**YANG DIMINTA:** Kembalikan tanpa perubahan bagian artikel tentang bansos di bawah yang dibuka dengan kata-kata yang memuat "JAKARTA, KOMPAS —" dan ditutup dengan "bansos bisa menimbulkan ketergantungan masyarakat kepada negara.".

Bansos Bukan Solusi Utama Mengatasi Kemiskinan
Terlalu banyak memberikan bantuan sosial bisa menimbulkan ketergantungan masyarakat kepada negara.
JAKARTA, KOMPAS — Bantuan sosial bukan jalan keluar satu-satunya untuk mengentaskan masyarakat dari kemiskinan, melainkan hanya bersifat sementara untuk perlindungan sosial masyarakat. Terlalu banyak memberikan bansos bisa menimbulkan ketergantungan masyarakat kepada negara.
Ketua Tim Nasional Percepatan Penanggulangan Kemiskinan (TNP2K) Elan Satriawan menjelaskan, pada hakikatnya bansos berfungsi sebagai instrumen perlindungan kepada masyarakat yang tengah mengalami kesulitan ekonomi. Namun, lebih jauh dari itu, hal yang paling dibutuhkan adalah pemberdayaan ekonomi dan afirmasi.

**ENTRI DATA:**

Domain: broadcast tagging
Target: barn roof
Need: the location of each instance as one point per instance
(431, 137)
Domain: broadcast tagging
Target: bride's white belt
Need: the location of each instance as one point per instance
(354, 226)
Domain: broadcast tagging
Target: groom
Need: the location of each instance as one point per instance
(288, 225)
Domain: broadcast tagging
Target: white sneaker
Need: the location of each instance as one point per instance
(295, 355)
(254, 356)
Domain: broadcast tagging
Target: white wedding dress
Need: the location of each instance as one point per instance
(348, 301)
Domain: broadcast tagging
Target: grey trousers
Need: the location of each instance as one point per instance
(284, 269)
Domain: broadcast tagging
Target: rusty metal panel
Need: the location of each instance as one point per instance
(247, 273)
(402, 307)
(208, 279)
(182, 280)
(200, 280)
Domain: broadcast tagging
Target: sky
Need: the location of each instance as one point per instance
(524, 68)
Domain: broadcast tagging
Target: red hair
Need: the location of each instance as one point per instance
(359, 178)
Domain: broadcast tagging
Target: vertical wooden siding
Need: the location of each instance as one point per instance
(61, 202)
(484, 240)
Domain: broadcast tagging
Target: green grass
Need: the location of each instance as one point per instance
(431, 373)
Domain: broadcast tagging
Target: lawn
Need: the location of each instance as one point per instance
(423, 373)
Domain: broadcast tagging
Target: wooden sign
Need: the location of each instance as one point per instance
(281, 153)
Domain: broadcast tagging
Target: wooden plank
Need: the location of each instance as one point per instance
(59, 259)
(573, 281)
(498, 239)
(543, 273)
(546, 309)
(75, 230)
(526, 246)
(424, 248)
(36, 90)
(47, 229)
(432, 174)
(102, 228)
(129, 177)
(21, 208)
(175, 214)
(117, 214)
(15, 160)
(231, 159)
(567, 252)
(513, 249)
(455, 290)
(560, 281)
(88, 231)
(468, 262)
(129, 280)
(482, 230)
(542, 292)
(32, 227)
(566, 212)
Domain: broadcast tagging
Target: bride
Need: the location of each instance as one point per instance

**JAWABAN:**
JAKARTA, KOMPAS — Bantuan sosial bukan jalan keluar satu-satunya untuk mengentaskan masyarakat dari kemiskinan, melainkan hanya bersifat sementara untuk perlindungan sosial masyarakat. Terlalu banyak memberikan bansos bisa menimbulkan ketergantungan masyarakat kepada negara.